**DIRECTIVE:**
Reproduce the part of the listing from the line containing "the multi-story building" through the end of the listing, both ends included, changing "multi-story building" to "high-rise building" and leaving everything else unchanged.

--- BEGIN MATERIALS PROVIDED ---

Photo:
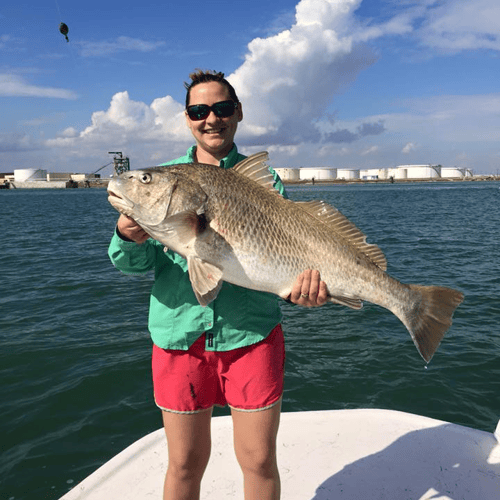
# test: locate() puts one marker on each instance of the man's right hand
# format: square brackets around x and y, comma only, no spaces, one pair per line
[131,230]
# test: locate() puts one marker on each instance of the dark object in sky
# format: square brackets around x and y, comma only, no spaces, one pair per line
[64,30]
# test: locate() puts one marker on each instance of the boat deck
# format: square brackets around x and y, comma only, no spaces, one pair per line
[339,454]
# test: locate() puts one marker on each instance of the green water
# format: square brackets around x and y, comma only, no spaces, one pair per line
[74,360]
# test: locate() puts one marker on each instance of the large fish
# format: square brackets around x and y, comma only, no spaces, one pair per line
[231,225]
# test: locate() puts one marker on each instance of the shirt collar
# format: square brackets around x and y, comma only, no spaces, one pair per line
[228,162]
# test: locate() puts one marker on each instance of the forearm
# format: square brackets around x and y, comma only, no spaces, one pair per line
[130,257]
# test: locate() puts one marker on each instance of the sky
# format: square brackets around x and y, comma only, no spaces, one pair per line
[323,83]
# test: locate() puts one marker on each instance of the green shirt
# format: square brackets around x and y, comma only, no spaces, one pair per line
[238,317]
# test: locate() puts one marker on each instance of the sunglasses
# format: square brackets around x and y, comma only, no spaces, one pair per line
[221,109]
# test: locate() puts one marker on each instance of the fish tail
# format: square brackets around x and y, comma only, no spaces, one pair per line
[431,316]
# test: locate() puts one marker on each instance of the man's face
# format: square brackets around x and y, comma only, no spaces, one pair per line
[213,134]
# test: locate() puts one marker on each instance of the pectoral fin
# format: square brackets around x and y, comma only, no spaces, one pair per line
[346,301]
[206,279]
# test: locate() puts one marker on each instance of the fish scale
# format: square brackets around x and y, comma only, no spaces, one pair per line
[231,225]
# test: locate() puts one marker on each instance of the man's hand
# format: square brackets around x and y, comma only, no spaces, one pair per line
[130,229]
[309,290]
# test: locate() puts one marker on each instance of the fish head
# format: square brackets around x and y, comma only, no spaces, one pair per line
[150,196]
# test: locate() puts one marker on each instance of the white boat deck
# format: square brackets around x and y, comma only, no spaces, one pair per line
[340,454]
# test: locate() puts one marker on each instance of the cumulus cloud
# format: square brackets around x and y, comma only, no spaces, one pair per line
[130,124]
[15,86]
[287,80]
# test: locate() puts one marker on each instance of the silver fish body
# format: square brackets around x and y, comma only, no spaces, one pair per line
[231,225]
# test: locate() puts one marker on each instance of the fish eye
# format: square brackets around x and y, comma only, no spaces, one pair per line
[145,178]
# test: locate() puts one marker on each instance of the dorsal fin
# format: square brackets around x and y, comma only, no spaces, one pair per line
[342,225]
[255,167]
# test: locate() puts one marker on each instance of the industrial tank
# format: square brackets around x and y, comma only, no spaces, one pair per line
[30,174]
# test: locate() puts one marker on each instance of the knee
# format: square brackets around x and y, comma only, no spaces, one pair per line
[258,461]
[189,465]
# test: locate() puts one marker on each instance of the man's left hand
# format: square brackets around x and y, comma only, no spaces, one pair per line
[309,290]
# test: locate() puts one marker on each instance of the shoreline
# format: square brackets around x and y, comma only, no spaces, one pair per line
[103,183]
[477,178]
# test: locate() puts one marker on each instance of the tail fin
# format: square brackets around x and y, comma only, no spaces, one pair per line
[431,318]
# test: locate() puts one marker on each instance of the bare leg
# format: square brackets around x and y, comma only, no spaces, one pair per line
[255,445]
[189,443]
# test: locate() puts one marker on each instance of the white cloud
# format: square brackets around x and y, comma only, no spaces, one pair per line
[15,86]
[287,80]
[132,125]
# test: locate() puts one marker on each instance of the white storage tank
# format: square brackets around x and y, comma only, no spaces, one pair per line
[453,173]
[30,174]
[418,171]
[374,173]
[347,174]
[288,174]
[318,174]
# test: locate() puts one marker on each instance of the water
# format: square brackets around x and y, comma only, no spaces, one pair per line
[74,359]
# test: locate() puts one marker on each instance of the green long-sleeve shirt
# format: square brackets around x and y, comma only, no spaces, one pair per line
[238,317]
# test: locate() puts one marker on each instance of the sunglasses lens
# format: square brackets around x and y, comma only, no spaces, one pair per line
[224,109]
[198,111]
[221,109]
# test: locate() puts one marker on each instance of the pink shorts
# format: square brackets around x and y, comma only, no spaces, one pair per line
[247,379]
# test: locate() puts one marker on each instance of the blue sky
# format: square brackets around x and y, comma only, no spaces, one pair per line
[341,83]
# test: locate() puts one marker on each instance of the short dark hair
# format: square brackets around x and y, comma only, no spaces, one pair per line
[204,76]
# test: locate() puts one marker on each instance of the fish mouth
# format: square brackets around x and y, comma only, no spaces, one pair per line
[120,203]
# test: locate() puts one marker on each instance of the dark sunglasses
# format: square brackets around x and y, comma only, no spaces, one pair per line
[221,109]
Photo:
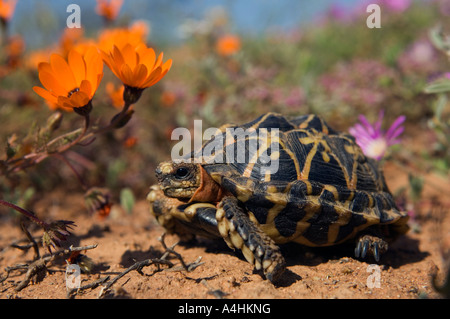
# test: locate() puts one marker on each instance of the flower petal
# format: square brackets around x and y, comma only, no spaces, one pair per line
[127,75]
[62,72]
[45,94]
[51,84]
[77,65]
[86,88]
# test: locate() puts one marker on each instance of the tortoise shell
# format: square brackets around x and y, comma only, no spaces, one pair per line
[322,191]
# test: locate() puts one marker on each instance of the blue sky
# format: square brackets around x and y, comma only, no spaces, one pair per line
[40,20]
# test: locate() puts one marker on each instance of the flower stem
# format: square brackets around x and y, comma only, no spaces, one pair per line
[25,212]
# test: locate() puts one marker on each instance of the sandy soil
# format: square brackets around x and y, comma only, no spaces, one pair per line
[122,239]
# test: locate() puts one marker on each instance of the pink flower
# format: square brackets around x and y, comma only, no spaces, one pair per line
[373,141]
[396,5]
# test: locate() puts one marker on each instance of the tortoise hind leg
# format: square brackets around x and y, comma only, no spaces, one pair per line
[370,244]
[240,232]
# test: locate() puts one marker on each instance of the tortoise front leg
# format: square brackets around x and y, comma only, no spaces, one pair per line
[240,232]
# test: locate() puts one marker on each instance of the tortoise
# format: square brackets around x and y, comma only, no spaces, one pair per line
[324,192]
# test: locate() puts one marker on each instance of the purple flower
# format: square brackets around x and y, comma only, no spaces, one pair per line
[397,5]
[373,141]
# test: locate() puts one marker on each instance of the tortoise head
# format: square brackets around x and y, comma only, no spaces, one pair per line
[188,182]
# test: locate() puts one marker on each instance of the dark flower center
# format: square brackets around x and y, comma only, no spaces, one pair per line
[72,92]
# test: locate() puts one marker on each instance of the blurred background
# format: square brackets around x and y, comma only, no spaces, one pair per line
[232,61]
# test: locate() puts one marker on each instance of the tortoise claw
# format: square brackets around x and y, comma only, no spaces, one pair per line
[257,247]
[358,249]
[367,244]
[376,252]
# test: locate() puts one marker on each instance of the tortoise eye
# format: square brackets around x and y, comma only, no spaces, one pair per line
[181,173]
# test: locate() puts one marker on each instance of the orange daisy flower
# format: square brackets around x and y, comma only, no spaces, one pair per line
[137,67]
[71,84]
[7,8]
[228,45]
[109,9]
[115,94]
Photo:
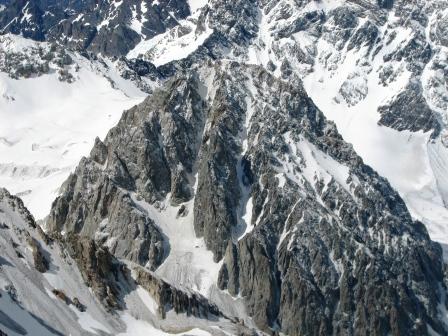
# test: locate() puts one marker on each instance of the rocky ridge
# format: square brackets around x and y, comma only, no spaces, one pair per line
[304,237]
[297,218]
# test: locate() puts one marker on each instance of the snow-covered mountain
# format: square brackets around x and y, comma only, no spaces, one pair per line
[281,175]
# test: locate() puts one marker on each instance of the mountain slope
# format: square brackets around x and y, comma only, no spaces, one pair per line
[229,195]
[312,239]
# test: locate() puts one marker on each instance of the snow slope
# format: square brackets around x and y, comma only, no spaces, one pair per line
[48,125]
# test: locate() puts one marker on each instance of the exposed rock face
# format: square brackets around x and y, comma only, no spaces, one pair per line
[40,262]
[106,27]
[410,111]
[97,267]
[313,240]
[168,297]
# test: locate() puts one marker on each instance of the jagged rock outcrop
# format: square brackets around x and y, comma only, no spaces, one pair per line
[312,238]
[98,268]
[169,298]
[107,27]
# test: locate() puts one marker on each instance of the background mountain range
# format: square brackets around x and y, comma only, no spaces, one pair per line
[281,167]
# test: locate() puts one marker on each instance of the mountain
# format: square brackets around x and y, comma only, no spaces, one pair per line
[284,175]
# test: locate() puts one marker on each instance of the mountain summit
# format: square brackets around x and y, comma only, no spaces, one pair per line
[280,168]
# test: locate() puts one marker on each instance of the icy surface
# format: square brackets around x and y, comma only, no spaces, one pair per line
[48,125]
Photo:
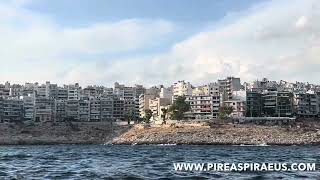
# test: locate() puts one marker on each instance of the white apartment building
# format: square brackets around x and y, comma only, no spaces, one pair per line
[73,91]
[155,106]
[239,107]
[144,103]
[203,106]
[28,106]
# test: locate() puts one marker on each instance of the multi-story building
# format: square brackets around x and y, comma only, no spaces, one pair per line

--- END MATERIALS PROVIDED ---

**SOLUTION TO THIS TASK:**
# test: locate() puts one marker on each instance of the high-rise building
# format: square brackets around x and y, comma only, no spaces, one pair per line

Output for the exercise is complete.